→ **TASK DESCRIPTION**
Nothing but the lines from the one that contains "Note. One marker is placed on each instance of the oven" through the end of the listing should appear, set down exactly.

[start of EXTRACTED RECORDS]

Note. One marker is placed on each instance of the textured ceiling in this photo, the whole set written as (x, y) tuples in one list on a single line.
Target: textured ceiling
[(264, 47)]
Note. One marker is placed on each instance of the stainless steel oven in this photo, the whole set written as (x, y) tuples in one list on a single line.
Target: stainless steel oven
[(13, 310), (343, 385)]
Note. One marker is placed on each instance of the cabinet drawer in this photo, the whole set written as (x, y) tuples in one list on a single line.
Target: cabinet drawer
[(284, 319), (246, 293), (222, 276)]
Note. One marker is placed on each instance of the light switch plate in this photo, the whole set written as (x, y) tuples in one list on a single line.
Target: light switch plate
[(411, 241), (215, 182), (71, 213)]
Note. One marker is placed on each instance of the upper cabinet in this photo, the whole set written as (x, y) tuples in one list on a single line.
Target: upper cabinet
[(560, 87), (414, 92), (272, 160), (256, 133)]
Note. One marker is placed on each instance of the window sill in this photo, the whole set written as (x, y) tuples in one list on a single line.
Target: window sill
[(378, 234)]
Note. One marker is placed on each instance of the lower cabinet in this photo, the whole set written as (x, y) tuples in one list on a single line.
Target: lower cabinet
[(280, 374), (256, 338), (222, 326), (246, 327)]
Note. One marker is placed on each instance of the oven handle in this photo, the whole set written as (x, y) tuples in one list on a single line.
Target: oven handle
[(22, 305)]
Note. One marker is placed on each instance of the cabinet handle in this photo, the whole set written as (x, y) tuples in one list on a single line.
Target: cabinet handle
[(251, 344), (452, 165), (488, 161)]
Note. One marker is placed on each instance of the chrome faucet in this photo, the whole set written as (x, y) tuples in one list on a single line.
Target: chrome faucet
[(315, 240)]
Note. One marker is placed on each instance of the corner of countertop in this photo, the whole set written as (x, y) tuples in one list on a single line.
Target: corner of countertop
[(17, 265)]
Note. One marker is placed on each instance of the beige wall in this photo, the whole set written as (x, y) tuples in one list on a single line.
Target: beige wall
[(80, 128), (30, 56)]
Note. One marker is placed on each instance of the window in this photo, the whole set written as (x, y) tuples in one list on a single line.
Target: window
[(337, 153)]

[end of EXTRACTED RECORDS]

→ **OUTPUT FOR THIS EXERCISE**
Note. One marker is placed on each instance of the oven handle in this photo, the whole set written as (x, y) tuples in one list on a single line.
Target: oven handle
[(22, 305)]
Note. One marker is placed on each instance of the cabinet handle in this photo, the whole set written as (x, y) tuples in one list on a single line.
Target: cabinet handle
[(251, 344), (452, 165), (488, 161)]
Note. One marker is placed on each instance of the chrome faucet in this photo, the whole set written as (x, y) tuples in one list on a single line.
Target: chrome faucet
[(315, 240)]
Note. One marker is placed on each instance of the corner of countertop in this photo, the whole set written as (x, y) tuples in one list on a single line.
Target: corner of countertop
[(17, 265)]
Note. One marker is placed on each instance of the beige wall in this photo, the whole set written as (x, y) tuples in one list on a single line.
Target: beige wall
[(80, 128), (30, 56)]
Note. One marker is placed on each instance of the window in this photo, the whole set written as (x, y) tuples in one list on a single line.
Target: window
[(337, 153)]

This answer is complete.